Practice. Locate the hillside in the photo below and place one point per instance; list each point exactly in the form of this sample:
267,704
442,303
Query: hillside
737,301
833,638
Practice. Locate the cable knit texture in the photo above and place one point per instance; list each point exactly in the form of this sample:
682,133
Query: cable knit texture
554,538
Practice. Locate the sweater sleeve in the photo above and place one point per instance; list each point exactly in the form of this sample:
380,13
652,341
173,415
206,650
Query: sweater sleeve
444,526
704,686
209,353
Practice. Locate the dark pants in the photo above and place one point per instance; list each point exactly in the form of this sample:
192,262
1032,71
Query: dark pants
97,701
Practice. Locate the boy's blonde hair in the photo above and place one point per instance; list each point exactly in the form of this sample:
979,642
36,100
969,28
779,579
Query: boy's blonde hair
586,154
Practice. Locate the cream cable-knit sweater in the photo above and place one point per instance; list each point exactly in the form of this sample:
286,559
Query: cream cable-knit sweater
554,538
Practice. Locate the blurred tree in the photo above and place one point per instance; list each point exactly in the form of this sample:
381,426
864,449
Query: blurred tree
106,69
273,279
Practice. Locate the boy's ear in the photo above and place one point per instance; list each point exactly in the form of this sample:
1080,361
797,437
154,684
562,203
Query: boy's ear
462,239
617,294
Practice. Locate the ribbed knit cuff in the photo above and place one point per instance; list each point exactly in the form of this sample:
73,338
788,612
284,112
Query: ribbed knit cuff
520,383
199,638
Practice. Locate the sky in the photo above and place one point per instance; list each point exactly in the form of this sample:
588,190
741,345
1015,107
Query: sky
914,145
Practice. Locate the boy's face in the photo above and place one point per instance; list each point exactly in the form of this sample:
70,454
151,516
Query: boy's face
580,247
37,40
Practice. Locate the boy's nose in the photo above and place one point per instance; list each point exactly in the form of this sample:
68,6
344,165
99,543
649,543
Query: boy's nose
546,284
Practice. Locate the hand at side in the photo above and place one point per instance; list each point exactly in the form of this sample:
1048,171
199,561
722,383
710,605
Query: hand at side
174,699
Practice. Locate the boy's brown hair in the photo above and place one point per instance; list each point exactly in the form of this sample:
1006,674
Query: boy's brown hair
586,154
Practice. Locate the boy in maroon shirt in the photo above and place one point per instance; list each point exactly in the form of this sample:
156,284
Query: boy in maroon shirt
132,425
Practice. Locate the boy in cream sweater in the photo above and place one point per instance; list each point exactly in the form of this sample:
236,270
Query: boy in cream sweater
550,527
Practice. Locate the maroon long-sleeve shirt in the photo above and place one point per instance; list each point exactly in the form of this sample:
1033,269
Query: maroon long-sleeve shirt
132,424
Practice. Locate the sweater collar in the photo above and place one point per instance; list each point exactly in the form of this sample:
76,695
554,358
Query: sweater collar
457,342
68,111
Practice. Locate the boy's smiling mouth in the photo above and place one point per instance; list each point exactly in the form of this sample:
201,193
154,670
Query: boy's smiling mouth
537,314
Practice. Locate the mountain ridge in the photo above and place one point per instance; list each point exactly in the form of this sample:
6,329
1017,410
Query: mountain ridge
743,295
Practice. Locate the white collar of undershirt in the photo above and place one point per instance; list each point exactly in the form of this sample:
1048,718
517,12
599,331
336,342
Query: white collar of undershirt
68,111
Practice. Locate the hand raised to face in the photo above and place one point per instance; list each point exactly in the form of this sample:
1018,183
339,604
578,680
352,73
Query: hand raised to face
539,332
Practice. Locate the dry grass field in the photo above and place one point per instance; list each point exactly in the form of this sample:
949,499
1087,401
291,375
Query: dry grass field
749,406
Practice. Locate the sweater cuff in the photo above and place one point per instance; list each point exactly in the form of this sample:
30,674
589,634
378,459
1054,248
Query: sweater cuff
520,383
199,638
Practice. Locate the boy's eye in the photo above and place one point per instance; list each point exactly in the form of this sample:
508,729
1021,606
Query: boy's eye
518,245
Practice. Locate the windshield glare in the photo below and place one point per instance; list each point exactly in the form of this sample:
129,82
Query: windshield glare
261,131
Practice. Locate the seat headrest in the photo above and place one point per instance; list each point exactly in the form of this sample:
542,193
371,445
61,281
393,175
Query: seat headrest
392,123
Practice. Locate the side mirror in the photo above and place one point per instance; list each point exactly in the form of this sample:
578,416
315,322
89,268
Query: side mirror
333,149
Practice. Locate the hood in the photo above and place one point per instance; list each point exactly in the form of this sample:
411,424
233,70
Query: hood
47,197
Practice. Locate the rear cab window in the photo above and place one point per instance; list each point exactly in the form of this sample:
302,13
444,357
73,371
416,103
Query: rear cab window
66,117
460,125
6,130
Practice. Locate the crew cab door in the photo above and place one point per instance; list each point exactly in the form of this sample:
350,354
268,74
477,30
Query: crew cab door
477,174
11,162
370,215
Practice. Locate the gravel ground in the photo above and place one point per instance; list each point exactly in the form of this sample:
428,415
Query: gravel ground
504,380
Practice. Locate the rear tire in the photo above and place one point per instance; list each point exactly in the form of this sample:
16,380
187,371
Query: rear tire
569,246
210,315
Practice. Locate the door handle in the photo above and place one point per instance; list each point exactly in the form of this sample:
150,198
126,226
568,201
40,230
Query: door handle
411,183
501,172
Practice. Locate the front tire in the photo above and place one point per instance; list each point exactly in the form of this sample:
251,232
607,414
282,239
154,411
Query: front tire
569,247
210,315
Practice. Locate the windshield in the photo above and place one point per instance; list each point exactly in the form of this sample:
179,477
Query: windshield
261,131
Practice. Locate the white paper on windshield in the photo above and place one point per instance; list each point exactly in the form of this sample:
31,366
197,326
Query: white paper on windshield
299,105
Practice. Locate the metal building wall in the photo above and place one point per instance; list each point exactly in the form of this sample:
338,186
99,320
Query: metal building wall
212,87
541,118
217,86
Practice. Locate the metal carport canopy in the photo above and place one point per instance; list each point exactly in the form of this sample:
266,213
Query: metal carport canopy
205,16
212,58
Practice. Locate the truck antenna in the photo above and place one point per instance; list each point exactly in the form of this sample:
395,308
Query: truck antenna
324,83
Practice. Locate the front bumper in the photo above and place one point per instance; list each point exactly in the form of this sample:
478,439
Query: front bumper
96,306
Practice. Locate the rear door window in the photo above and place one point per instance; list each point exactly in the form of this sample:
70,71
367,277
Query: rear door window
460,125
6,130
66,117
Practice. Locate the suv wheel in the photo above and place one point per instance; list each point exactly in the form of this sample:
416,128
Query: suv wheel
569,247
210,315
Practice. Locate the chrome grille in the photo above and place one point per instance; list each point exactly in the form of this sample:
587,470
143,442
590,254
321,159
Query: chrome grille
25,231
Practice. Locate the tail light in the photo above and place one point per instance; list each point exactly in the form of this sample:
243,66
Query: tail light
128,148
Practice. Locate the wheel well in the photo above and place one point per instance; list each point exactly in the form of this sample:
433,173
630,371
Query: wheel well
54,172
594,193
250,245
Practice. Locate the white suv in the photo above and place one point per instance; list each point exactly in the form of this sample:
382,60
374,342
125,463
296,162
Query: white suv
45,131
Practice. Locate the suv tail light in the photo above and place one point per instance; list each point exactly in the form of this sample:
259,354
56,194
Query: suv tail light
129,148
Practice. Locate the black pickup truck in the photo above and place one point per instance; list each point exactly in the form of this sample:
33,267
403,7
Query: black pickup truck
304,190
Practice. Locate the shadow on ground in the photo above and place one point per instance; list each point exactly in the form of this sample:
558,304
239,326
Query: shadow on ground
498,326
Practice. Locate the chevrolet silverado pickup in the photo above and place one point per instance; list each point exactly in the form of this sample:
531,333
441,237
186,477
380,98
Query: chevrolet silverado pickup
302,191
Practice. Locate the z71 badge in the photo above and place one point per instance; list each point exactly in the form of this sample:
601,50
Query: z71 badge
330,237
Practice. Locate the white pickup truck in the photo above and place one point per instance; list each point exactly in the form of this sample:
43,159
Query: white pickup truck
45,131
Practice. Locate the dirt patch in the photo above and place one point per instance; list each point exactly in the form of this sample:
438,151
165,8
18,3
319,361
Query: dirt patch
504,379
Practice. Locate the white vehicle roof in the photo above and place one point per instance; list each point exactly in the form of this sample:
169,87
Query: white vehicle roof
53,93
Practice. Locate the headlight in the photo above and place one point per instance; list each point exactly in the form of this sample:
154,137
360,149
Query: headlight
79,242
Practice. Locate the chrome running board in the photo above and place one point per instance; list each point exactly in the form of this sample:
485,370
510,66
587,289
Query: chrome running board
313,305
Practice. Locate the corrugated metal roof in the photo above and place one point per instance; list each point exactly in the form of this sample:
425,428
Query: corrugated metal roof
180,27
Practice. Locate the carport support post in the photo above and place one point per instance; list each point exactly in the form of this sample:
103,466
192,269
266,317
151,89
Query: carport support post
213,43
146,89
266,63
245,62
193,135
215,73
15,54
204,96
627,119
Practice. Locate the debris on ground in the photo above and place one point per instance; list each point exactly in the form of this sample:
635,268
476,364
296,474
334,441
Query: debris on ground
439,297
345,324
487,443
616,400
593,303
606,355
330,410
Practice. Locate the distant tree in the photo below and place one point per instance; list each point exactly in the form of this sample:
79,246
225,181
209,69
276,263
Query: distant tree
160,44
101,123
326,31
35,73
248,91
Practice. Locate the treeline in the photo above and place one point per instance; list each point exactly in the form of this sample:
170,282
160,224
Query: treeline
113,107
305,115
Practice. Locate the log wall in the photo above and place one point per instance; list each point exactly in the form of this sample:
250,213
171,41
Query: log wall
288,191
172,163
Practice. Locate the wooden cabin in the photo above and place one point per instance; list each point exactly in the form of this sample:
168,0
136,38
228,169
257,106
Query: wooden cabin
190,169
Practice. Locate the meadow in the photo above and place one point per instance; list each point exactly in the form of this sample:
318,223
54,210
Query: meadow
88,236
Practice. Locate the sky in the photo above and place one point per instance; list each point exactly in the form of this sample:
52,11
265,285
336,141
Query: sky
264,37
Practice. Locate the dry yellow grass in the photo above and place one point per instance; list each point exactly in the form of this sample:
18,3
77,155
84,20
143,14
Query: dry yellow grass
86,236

◇ ◇ ◇ ◇

SET EXERCISE –
Reproduce the listing starting at the line containing "Practice. Locate the meadow" and ending at the end of the listing, swapping "dry yellow grass" for "dry golden grass" and leaving everything else unchanged.

EXERCISE SOLUTION –
Practice. Locate the meadow in the photo above and place one point per instance; list each point exactly in the form of this sample:
318,223
54,210
Query: meadow
88,236
Practice. Locate the sky in the photo above and place one point per instance; list each point exactly in the form of this sample:
52,11
265,285
336,141
Query: sky
264,37
Practice. Locate the dry golden grass in the photo above and place one point per instance; list each point exactly in the form of this sample:
18,3
77,155
84,20
143,14
Query: dry golden grass
86,236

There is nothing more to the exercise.